- **Using the information**:
• a. In the Pride Month statement, list the groups that it says are, in parts of the world, not only accepted but also considered sacred.
• b. Rewrite the paragraph of the Pride Month statement beginning "The push and pull of our struggle" as a short bulleted list that keeps its main facts.

- **Given passage**:
◆ ◆ ◆

*Content warning* This statement contains mentions of homophobia, transphobia, and queer trauma.
Happy Pride Month, UVic!
June is a time to celebrate the queer community while reflecting on our past and imagining our future. For those not a part of the community, it can be easy to look at the rainbow-coloured advertisements and parade floats and not think much of it.
It’s important to contextualize the radical root of our collective struggle, a struggle that continues to this day. Pride was started by a group of misfits, groups of people who had been outcasted by mainstream society, who took it upon themselves to create communities that dreamed of a better world, one of liberation, where queer and trans people could love and exist freely.
In June 1969, police raided the Stonewall Inn, a prominent gay bar in New York City. The trans and queer patrons of the bar, in a stunning display of courage, fought back — defending the ground they had won. Such police raids were commonplace at the time; expressions of homosexuality were persecuted, pushing queer folk to the margins. This blaze was ignited and carried by some of the most marginalized within the community, specifically Black and Brown trans women and butch/gender non-comforming lesbians. Stonewall was a riot, a defence of queer spaces, and a watershed moment in the struggle of the 1960s. It is from this riot that pride first came to be.
Similar instances of severe police brutality and mistreatment were and are still routine in Canada. This spans from the police raid in Toronto, ON coined Operation Soap in 1981, to the neglect of the victims involved in the hateful attacks at the Pride Parade hosted in Hamilton, ON in 2019.
The push and pull of our struggle are what marks the queer community, seeming one step forward and then two steps back. In Canada, homosexuality was first partially decriminalized in 1969. But following that, in the 80s and 90s, the AIDS pandemic was allowed to spread without a care by world leaders, as it was considered a “gay disease”. Today, gay marriage is legally recognized in 34 countries. Our struggles have undoubtedly led to victories, and institutional support has improved. Yet queer rights are also undergoing increasingly threatening attacks. We need only look south of the border to see that bigotry towards queer people is still harming our community. It would be naive to pretend that hate cannot take hold — we can see it in the platforms of political parties in Canada today.
We should take care to remember the colonial history of these forms of oppression. Gender and relationality are understood differently across the world, and nonbinary genders, third genders, and Two-Spirit people are not only accepted but also considered to be sacred. In many postcolonial countries the criminalization of homosexuality and the imposition of a gender binary is directly tied to colonial law. Queerness is a modern construct, defined against the “normal” — cisgender and heterosexual identities imposed by colonial institutions.
Queer rights continue to be contested, and pride is an important part of reasserting the ground we have won and a commitment to the work that is yet to come. We hope we can celebrate the lives and loves of queer folks, and continue to build and defend queer spaces. Bask in the glory of queer joy and love, care for the community around you, and always remember the power of togetherness.
From all of us at the UVSS, we wish you a happy pride month!

◆ ◆ ◆

- **Data records**:
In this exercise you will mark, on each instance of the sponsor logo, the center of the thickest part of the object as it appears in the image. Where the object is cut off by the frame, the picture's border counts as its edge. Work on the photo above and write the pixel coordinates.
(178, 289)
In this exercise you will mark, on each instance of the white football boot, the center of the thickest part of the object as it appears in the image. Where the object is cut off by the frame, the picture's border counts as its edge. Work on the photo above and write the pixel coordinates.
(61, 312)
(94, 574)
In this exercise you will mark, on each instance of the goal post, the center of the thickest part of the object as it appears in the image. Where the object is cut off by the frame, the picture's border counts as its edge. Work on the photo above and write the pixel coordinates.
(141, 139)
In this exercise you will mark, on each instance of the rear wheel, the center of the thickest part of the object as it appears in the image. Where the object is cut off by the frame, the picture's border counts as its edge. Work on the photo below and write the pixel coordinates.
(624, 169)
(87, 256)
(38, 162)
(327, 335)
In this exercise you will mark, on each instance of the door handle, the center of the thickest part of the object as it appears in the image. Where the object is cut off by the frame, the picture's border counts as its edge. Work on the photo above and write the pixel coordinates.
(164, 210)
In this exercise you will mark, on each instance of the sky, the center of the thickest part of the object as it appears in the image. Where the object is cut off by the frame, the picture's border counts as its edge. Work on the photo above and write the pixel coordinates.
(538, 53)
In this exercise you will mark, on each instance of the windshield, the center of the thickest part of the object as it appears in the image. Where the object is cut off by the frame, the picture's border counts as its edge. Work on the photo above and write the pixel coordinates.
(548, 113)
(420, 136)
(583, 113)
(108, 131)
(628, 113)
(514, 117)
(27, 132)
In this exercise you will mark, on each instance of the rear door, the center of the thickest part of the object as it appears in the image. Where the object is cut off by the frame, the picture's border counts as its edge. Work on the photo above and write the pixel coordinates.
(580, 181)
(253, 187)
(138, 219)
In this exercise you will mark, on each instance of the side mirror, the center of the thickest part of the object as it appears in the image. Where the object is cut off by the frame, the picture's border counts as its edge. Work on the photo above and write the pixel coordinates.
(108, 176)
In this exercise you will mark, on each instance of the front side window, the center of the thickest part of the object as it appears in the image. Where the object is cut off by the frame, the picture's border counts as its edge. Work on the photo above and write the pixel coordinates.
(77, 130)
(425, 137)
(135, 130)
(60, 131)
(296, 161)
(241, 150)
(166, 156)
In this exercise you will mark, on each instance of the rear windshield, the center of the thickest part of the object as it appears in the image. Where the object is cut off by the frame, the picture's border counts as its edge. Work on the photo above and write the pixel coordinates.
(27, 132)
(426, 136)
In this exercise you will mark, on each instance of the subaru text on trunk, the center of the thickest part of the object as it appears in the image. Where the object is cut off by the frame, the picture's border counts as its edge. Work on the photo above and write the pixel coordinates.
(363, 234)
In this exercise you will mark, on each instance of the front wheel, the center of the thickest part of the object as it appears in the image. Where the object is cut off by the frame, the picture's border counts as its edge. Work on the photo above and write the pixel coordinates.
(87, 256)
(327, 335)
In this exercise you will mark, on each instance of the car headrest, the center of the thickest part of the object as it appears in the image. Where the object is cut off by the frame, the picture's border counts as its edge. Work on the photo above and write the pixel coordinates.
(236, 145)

◆ ◆ ◆

- **Responses by task**:
• a.
- Nonbinary genders
- Third genders
- Two-Spirit people

• b.
- The queer community's struggle moves forward and then back.
- Canada first partially decriminalized homosexuality in 1969.
- In the 80s and 90s, world leaders let the AIDS pandemic spread because it was considered a "gay disease."
- Gay marriage is now legally recognized in 34 countries.
- The struggle has won victories, and institutional support has improved.
- Queer rights still face increasingly threatening attacks, as seen south of the border.
- Hate appears in the platforms of Canadian political parties today.